# Exercise instructions
Scale the portion of the listing from the line with "Target: white table surface" to the line with "[[[121,583],[1,532],[2,606],[152,606]]]", both included, reproducing every line in that span with the requests included. Multiply each polygon vertex coordinate by 1.3 and round it to a whole number, rounding halves up.

# Materials provided
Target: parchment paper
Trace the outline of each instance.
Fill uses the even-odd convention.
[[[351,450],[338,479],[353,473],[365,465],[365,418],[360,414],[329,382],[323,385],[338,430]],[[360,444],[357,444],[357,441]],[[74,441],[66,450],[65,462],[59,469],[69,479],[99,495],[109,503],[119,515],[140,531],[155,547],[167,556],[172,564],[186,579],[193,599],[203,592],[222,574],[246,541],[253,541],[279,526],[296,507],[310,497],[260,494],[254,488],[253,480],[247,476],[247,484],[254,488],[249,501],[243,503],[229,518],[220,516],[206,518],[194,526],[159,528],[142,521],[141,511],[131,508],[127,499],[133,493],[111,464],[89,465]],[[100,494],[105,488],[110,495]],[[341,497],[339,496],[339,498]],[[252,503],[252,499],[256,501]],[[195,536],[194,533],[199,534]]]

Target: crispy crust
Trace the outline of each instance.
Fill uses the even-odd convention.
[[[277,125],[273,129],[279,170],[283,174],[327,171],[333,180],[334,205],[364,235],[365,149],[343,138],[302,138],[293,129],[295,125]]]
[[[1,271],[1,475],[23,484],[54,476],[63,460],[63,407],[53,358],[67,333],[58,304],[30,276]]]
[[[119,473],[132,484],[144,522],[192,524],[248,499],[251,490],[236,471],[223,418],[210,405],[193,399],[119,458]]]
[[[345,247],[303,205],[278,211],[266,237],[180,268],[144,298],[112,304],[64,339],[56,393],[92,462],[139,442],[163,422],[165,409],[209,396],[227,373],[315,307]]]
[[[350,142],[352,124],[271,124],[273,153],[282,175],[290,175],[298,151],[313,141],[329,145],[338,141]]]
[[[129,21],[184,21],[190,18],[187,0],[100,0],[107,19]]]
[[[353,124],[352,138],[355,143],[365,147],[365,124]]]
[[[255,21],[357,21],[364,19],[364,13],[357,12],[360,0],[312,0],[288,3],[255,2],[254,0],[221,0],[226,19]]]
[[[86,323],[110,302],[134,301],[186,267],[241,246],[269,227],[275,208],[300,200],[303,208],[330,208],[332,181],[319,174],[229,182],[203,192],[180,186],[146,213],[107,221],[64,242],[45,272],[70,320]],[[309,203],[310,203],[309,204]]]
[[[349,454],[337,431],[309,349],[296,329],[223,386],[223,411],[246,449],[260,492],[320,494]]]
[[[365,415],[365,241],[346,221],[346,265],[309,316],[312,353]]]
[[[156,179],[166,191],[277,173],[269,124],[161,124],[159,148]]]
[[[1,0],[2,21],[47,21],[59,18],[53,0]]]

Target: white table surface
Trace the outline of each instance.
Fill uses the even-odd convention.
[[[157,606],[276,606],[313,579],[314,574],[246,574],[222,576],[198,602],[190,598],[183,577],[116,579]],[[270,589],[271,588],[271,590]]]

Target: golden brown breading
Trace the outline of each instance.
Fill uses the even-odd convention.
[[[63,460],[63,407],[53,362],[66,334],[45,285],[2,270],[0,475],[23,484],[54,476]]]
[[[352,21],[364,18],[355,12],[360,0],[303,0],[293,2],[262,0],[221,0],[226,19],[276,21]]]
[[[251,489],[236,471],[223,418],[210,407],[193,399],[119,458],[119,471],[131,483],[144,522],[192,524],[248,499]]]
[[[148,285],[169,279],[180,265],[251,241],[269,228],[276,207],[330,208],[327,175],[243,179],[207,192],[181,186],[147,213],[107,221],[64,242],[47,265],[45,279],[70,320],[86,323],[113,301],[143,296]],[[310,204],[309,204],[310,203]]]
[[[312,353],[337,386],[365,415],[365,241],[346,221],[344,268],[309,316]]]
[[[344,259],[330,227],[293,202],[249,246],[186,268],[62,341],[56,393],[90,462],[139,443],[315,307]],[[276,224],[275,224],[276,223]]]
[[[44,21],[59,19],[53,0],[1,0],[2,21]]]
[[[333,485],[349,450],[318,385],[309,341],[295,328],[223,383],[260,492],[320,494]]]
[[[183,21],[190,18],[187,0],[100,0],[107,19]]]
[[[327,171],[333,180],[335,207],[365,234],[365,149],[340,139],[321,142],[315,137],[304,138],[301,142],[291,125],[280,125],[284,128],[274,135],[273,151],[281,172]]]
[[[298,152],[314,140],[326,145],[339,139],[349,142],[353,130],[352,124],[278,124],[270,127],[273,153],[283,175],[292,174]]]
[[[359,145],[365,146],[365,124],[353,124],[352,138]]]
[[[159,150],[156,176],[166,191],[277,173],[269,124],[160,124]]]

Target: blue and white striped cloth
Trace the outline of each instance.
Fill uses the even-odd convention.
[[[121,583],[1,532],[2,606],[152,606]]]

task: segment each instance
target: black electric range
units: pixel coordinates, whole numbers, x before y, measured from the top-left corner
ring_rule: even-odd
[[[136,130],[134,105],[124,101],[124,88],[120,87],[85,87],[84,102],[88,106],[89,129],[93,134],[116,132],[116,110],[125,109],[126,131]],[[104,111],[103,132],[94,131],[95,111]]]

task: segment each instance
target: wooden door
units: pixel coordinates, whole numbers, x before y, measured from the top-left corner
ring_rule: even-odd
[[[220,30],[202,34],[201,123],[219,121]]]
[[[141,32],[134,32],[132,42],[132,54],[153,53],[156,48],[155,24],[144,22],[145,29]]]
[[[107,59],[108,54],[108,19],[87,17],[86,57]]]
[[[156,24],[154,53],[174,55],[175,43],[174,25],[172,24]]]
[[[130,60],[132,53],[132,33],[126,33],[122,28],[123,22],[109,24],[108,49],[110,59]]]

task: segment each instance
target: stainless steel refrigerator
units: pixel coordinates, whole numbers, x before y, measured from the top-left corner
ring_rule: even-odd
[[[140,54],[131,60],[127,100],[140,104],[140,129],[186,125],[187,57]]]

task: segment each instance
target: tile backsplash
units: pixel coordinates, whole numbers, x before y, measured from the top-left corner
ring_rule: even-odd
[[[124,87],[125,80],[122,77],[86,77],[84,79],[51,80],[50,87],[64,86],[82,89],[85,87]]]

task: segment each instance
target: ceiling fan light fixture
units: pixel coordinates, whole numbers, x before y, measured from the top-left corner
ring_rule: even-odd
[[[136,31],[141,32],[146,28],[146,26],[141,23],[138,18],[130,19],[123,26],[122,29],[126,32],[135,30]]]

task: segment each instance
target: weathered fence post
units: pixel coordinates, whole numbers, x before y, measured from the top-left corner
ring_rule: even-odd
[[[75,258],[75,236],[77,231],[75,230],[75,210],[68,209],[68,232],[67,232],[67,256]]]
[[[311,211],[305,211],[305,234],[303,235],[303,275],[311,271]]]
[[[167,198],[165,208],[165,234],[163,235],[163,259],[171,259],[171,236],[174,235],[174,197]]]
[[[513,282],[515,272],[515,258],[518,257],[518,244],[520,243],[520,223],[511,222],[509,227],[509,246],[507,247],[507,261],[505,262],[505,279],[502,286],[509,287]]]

# Full output
Target: white table surface
Trace the outline of each instance.
Fill uses the even-odd convention.
[[[204,788],[359,788],[407,753],[408,746],[320,746],[289,749],[257,783],[247,777],[238,750],[151,753]],[[351,766],[352,764],[352,767]]]

Target: golden brown breading
Trace the outline of each instance.
Fill uses the even-odd convention.
[[[82,598],[82,529],[69,471],[86,434],[59,371],[3,351],[0,618],[30,629],[70,619]]]
[[[458,27],[473,23],[462,16],[468,0],[394,0],[381,3],[341,0],[287,0],[294,25],[359,27]]]
[[[326,636],[307,612],[290,543],[273,529],[251,519],[155,595],[155,612],[170,628],[187,679],[250,681],[322,649]]]
[[[192,371],[220,363],[234,345],[326,313],[350,296],[359,269],[429,270],[425,228],[316,233],[269,250],[235,242],[191,277],[139,287],[83,315],[61,345],[59,363],[91,416],[112,420],[147,391],[186,385]],[[403,265],[402,265],[403,264]]]
[[[406,459],[438,502],[475,540],[475,313],[450,287],[447,348],[402,411]]]
[[[447,337],[429,295],[381,263],[324,320],[242,348],[81,443],[73,511],[117,601],[181,576],[410,399]],[[359,291],[358,291],[359,290]]]
[[[57,27],[77,25],[69,0],[1,0],[3,27]]]
[[[433,631],[454,585],[413,501],[402,443],[384,426],[290,498],[338,640],[416,642]]]
[[[238,27],[247,23],[243,0],[130,0],[139,25]]]
[[[425,222],[433,234],[436,269],[475,304],[475,194],[442,181],[417,185],[410,178],[395,179],[391,185],[378,163],[364,163],[369,166],[356,176],[355,196],[365,224]]]
[[[387,198],[408,182],[424,189],[441,181],[454,185],[459,169],[458,161],[361,161],[351,165],[355,199],[368,228],[380,226]]]
[[[467,189],[475,190],[475,161],[459,161],[458,179]]]
[[[207,195],[203,229],[216,248],[360,225],[350,161],[208,161]]]

Target: blue and white striped cloth
Trace the outline of each instance.
Fill uses the even-odd convention.
[[[157,758],[1,692],[3,788],[198,788]]]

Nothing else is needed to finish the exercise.